WHAT IS NEEDED: Lines in which "prompts" appears should be pulled from the data below.

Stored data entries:
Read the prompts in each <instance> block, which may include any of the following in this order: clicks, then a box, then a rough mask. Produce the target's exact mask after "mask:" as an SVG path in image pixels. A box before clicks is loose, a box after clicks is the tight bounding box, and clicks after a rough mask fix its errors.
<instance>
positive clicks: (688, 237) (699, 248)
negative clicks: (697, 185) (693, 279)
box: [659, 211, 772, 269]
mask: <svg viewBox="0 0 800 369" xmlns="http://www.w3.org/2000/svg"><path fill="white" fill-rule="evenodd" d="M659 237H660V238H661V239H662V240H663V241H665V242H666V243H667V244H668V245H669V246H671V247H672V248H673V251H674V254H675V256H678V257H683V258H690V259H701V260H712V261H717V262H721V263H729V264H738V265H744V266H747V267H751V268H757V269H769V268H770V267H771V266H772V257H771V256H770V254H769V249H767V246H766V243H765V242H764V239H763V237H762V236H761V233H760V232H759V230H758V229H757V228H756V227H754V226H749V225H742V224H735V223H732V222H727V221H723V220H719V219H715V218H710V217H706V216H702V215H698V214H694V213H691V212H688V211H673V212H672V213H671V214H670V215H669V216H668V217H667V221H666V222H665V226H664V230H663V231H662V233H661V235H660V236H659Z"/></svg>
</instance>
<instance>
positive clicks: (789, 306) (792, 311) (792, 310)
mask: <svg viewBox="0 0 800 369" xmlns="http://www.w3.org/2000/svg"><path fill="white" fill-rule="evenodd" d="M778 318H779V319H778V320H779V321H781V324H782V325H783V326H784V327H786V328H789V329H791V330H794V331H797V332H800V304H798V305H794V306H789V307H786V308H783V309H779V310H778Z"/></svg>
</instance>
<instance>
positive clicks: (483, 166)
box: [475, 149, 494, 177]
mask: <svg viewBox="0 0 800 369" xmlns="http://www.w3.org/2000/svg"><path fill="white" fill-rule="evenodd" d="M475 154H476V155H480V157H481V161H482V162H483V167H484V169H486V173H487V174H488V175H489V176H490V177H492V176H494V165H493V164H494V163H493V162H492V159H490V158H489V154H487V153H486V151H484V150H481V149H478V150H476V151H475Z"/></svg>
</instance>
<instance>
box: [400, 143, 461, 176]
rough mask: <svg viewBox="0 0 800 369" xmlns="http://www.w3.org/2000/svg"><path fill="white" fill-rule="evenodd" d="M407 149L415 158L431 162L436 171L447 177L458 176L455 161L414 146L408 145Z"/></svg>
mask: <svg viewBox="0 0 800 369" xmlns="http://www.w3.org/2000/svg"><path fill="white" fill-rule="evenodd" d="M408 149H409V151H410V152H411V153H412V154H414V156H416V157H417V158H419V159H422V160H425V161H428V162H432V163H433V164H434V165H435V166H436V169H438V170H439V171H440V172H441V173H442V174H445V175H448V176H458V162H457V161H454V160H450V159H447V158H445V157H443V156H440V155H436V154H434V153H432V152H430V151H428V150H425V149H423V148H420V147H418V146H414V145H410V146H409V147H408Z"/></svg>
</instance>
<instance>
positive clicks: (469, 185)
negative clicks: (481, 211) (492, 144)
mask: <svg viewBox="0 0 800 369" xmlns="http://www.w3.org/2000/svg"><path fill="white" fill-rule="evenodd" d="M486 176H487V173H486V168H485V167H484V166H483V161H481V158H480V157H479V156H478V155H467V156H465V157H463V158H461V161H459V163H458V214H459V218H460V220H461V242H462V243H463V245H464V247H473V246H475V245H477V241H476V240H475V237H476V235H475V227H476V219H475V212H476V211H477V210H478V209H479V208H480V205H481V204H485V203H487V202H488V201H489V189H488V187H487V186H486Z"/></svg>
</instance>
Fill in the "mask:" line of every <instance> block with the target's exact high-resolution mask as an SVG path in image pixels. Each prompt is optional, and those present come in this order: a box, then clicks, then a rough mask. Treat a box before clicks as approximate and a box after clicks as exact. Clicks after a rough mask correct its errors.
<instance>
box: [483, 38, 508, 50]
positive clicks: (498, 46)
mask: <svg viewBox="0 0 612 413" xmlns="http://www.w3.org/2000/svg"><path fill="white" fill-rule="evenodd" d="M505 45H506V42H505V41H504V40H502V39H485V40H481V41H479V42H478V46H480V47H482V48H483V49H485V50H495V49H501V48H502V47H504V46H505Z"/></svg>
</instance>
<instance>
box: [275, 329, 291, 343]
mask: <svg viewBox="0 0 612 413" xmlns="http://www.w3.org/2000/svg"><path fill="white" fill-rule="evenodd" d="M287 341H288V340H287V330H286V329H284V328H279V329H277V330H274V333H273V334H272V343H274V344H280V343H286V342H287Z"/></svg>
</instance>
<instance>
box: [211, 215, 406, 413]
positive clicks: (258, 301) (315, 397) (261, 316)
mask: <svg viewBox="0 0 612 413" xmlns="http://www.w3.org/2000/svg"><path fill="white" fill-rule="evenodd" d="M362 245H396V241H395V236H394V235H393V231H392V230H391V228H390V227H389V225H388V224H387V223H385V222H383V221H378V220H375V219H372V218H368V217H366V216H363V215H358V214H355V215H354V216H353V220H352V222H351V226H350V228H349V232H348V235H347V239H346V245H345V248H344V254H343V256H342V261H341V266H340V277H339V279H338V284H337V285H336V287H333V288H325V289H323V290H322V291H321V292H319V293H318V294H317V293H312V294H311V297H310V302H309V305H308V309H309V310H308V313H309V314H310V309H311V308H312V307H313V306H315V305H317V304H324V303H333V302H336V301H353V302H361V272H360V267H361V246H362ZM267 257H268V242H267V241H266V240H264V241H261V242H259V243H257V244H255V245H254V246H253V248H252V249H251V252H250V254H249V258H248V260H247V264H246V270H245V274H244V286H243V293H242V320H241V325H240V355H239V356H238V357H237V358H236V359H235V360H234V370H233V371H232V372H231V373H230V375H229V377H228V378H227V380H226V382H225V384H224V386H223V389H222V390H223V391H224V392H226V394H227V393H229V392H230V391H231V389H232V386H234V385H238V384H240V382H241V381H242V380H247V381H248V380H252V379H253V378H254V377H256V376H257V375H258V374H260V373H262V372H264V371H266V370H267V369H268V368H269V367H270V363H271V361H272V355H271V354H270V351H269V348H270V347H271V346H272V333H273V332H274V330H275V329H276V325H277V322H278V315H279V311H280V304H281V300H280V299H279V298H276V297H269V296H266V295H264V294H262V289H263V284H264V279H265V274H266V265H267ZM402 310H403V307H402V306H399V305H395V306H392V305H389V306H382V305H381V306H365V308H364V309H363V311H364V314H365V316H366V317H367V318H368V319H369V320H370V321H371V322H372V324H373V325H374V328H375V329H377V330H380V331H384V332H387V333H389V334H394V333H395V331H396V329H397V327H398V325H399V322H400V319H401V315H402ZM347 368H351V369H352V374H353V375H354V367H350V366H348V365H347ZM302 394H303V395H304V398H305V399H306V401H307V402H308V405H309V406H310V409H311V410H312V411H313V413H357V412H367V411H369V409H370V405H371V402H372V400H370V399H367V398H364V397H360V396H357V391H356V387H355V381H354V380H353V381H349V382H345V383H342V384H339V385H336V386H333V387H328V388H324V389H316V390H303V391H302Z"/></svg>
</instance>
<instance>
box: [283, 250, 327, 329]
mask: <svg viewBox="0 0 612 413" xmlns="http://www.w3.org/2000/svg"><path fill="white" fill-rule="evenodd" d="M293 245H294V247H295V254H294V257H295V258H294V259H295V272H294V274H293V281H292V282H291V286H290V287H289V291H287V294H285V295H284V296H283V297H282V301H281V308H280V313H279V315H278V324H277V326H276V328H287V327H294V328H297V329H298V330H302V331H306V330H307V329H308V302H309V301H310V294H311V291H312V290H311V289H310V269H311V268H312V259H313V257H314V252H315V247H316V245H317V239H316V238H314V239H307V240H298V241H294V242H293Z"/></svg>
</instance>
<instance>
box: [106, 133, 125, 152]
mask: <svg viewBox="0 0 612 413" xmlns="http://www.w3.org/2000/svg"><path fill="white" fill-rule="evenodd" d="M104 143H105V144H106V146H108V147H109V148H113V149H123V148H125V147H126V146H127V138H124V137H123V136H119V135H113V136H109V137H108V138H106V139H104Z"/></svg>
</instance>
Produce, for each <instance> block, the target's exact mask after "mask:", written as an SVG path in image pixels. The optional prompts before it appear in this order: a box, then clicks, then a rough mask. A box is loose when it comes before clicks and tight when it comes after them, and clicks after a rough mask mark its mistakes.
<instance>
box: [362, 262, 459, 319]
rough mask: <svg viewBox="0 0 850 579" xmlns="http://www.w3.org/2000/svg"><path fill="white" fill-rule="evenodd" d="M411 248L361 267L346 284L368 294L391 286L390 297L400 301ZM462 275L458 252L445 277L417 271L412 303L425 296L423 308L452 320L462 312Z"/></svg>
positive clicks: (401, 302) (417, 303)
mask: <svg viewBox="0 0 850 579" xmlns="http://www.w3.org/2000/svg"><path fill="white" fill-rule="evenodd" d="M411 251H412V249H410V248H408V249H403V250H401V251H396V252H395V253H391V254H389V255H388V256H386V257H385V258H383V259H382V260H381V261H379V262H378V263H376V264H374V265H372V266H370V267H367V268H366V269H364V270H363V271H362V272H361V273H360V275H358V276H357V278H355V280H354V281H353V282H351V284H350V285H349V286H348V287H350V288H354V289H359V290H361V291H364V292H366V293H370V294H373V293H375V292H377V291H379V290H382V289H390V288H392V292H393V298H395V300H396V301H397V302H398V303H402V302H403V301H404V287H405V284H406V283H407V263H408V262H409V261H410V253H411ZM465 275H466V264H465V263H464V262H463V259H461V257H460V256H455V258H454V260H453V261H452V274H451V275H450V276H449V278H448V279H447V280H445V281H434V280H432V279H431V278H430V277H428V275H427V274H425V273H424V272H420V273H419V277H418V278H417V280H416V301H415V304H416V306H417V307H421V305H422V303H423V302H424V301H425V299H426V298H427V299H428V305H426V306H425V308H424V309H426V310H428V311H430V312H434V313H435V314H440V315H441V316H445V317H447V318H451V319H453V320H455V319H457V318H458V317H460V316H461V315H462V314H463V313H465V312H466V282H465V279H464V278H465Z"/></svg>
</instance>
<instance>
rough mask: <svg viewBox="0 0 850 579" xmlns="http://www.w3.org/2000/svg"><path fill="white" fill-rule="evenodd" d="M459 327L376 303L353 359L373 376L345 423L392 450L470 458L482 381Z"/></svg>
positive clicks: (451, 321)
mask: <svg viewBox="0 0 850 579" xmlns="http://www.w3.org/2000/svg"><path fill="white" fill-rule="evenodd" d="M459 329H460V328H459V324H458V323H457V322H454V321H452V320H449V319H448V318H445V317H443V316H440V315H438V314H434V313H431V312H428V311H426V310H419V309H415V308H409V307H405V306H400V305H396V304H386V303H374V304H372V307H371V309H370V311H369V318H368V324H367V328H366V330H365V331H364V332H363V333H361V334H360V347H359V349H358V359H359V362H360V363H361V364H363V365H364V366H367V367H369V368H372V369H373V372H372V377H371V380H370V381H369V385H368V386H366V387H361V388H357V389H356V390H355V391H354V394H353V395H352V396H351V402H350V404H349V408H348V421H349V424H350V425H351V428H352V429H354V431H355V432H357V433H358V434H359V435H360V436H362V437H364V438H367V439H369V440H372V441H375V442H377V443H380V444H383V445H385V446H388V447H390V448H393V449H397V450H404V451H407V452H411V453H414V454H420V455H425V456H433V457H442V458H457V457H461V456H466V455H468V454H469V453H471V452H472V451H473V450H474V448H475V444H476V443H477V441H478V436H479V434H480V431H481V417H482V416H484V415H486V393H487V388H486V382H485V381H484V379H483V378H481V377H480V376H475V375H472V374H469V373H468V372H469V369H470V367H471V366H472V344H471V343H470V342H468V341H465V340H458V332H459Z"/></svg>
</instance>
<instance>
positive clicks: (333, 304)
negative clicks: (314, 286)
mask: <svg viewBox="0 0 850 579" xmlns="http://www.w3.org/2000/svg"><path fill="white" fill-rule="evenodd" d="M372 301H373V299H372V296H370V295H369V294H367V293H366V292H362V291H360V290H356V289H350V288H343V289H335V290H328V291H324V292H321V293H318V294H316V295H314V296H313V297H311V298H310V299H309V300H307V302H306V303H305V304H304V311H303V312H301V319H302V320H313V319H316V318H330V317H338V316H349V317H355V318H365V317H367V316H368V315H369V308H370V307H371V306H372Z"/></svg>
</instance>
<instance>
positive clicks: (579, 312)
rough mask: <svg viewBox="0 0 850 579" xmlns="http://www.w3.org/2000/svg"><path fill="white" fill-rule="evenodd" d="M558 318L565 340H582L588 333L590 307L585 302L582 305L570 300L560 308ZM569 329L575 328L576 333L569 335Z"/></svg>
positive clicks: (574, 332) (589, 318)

TASK RESPONSE:
Read the prompts in each <instance> block, which may include any of the following in this order: clicks, then a box, then a rough mask. Produce the target's exact mask after "mask:" as an SVG path in image pixels. A box before clicks is loose, a box after clicks is the tight bounding box, and clicks after a rough mask fix its errors.
Produce, for each <instance> block, the target's exact mask after "mask:", written as an SVG path in image pixels. The optional prompts before it appear in this order: a box, then clicks, then a rough mask. A box is loose when it comes before clicks and tight when it comes after them, and clicks after a rough mask mark its mistakes.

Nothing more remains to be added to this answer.